━━━━━ SOURCE PASSAGE

Skip to content

runpod-workers/worker-lb-websocket

Folders and files

NameName
Last commit message
Last commit date

Latest commit

 

History

4 Commits
 
 
 
 
 
 
 
 
 
 
 
 

Repository files navigation

RunPod Load Balancing Worker with WebSocket

A FastAPI-based load balancing worker for RunPod Serverless. Traffic is routed directly to available workers — no queuing — for low-latency HTTP and WebSocket access.

Endpoints

Method Path Description
GET /ping Health check (required by RunPod)
POST /generate Text generation (swap mock for real model)
GET /stats Request and connection stats
WS /ws Streaming WebSocket generation

Project structure

.
├── app.py            # FastAPI application
├── Dockerfile        # Container definition
├── requirements.txt  # Python dependencies
└── README.md

Local development

pip install -r requirements.txt
python3 app.py
# Server starts on http://localhost:80

Build and push Docker image

docker build --platform linux/amd64 -t YOUR_DOCKER_USERNAME/worker-lb-websocket:latest .
docker push YOUR_DOCKER_USERNAME/worker-lb-websocket:latest

Deploy to RunPod

  1. Go to the Serverless page in the RunPod console.
  2. Click New EndpointImport from Docker Registry.
  3. Enter your image URL: YOUR_DOCKER_USERNAME/worker-lb-websocket:latest
  4. Click Next and give your endpoint a name.
  5. Under Endpoint Type, select Load Balancer.
  6. Choose at least one GPU type (16 GB+ recommended).
  7. Click Deploy Endpoint.

Once deployed, all endpoints are accessible at:

https://<ENDPOINT_ID>.api.runpod.ai/<PATH>

Testing HTTP endpoints

Replace ENDPOINT_ID and RUNPOD_API_KEY in every command below.

Health check

curl -X GET "https://ENDPOINT_ID.api.runpod.ai/ping" \
  -H "Authorization: Bearer RUNPOD_API_KEY"

Expected response:

{"status": "healthy"}

Generate text

curl -X POST "https://ENDPOINT_ID.api.runpod.ai/generate" \
  -H "Authorization: Bearer RUNPOD_API_KEY" \
  -H "Content-Type: application/json" \
  -d '{"prompt": "Hello, world!", "max_tokens": 50, "temperature": 0.8}'

Expected response:

{"generated_text": "Response to: 'Hello, world!' (tokens=50, temp=0.8, request #1)"}

Stats

curl -X GET "https://ENDPOINT_ID.api.runpod.ai/stats" \
  -H "Authorization: Bearer RUNPOD_API_KEY"

Expected response:

{"total_requests": 1, "active_websocket_connections": 0}

Testing the WebSocket endpoint

The WebSocket endpoint is at:

wss://ENDPOINT_ID.api.runpod.ai/ws

Authentication uses the same Authorization: Bearer header.

Option 1 — wscat (Node.js CLI)

Install:

npm install -g wscat

Connect and send a message:

wscat \
  --connect "wss://ENDPOINT_ID.api.runpod.ai/ws" \
  --header "Authorization: Bearer RUNPOD_API_KEY"

Once connected, type a JSON payload and press Enter:

{"prompt": "Tell me about load balancing", "max_tokens": 20}

You will receive a stream of token frames followed by a done frame:

{"token": "Streaming", "index": 0}
{"token": "response", "index": 1}
{"token": "for:", "index": 2}
...

━━━━━━━━━━

### EXERCISE TASKS:
a) Could you rewrite the README paragraph that begins "A FastAPI-based load balancing worker" in a shorter form that keeps its main facts?
b) Could you write the next part of the README, picking up right after its final line?
The data that comes next has no connection to the README.

━━━━━ RECORDS PROVIDED

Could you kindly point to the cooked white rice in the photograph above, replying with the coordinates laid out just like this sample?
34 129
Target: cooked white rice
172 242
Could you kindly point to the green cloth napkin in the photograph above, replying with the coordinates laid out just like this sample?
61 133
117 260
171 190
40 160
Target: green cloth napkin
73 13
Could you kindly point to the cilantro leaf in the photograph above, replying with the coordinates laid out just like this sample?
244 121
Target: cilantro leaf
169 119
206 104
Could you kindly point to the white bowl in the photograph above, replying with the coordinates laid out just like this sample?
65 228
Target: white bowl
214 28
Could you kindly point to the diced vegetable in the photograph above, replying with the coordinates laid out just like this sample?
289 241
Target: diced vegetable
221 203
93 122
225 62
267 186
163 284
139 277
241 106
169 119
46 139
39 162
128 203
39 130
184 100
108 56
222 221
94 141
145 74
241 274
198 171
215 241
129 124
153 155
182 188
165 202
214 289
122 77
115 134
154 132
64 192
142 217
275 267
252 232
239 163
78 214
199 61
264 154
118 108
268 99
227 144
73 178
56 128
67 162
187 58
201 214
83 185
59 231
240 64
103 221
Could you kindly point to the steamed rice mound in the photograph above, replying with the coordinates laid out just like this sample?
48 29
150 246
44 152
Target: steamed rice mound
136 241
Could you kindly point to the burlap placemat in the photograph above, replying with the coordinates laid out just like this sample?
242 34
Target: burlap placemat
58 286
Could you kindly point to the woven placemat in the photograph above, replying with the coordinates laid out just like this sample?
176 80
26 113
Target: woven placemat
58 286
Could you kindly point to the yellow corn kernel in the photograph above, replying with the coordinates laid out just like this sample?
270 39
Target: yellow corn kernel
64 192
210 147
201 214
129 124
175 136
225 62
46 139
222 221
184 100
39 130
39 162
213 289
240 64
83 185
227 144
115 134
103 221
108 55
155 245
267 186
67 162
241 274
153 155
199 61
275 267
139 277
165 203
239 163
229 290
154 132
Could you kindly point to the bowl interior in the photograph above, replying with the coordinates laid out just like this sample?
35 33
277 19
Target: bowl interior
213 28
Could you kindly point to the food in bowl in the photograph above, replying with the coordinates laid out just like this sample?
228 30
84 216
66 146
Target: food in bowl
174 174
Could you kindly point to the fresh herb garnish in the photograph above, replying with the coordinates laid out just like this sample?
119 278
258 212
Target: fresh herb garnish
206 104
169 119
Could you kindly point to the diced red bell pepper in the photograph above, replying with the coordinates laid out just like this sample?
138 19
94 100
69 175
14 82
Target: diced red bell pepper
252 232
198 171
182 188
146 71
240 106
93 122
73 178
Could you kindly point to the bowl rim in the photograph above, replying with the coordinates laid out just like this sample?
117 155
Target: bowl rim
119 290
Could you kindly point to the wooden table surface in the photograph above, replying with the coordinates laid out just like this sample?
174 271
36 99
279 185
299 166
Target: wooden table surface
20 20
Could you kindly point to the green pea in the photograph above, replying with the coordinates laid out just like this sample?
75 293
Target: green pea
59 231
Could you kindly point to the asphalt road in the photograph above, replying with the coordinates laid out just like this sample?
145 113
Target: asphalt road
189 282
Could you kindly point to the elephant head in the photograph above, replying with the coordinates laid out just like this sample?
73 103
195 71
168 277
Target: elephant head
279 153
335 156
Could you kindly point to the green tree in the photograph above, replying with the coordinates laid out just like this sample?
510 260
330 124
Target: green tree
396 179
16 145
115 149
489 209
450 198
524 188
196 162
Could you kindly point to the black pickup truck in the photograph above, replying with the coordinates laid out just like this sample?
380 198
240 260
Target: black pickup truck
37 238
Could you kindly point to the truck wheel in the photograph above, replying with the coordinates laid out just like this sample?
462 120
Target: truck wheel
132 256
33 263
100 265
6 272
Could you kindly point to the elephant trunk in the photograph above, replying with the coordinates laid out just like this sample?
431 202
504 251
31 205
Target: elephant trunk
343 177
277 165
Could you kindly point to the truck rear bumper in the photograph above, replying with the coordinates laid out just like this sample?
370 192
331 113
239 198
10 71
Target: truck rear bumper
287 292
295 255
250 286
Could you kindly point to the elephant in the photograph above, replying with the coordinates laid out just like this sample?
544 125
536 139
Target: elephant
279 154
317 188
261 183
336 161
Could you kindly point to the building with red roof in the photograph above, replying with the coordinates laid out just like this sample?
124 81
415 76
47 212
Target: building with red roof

━━━━━━━━━━

### ANSWERS:
a) This FastAPI worker for RunPod Serverless sends traffic straight to available workers without queuing, giving low-latency HTTP and WebSocket access.

b)
{"done": true, "total_tokens": 7}

Option 2 — Python script

import asyncio
import json
import websockets

ENDPOINT_ID = "YOUR_ENDPOINT_ID"
RUNPOD_API_KEY = "YOUR_RUNPOD_API_KEY"

async def test_websocket():
    url = f"wss://{ENDPOINT_ID}.api.runpod.ai/ws"
    headers = {"Authorization": f"Bearer {RUNPOD_API_KEY}"}

    async with websockets.connect(url, additional_headers=headers) as ws:
        payload = {"prompt": "Hello from Python!", "max_tokens": 30, "temperature": 0.7}
        await ws.send(json.dumps(payload))

        while True:
            message = await ws.recv()
            data = json.loads(message)
            print(data)
            if data.get("done"):
                break

asyncio.run(test_websocket())

Run it:

pip install websockets
python3 test_ws.py

Option 3 — Local testing (no RunPod)

Start the server locally:

python3 app.py

Then connect without auth headers:

wscat --connect "ws://localhost:80/ws"

Or with the Python script, replace the URL with ws://localhost:80/ws and remove the headers argument.


Environment variables

Variable Default Description
PORT 80 Main application port (HTTP + WebSocket)
PORT_HEALTH same as PORT Health check port (set to a different port if needed)

Note: RunPod load-balancing workers share a single port for both HTTP and WebSocket traffic, so PORT covers both.


Handling cold starts

Workers may be initialising when your first request arrives. Use retry logic:

import requests, time

def wait_for_worker(base_url, api_key, retries=5, delay=5):
    headers = {"Authorization": f"Bearer {api_key}"}
    for _ in range(retries):
        try:
            r = requests.get(f"{base_url}/ping", headers=headers, timeout=10)
            if r.status_code == 200:
                return True
        except Exception:
            pass
        time.sleep(delay)
    return False

Scaling investigation — does RunPod scale on WebSocket traffic?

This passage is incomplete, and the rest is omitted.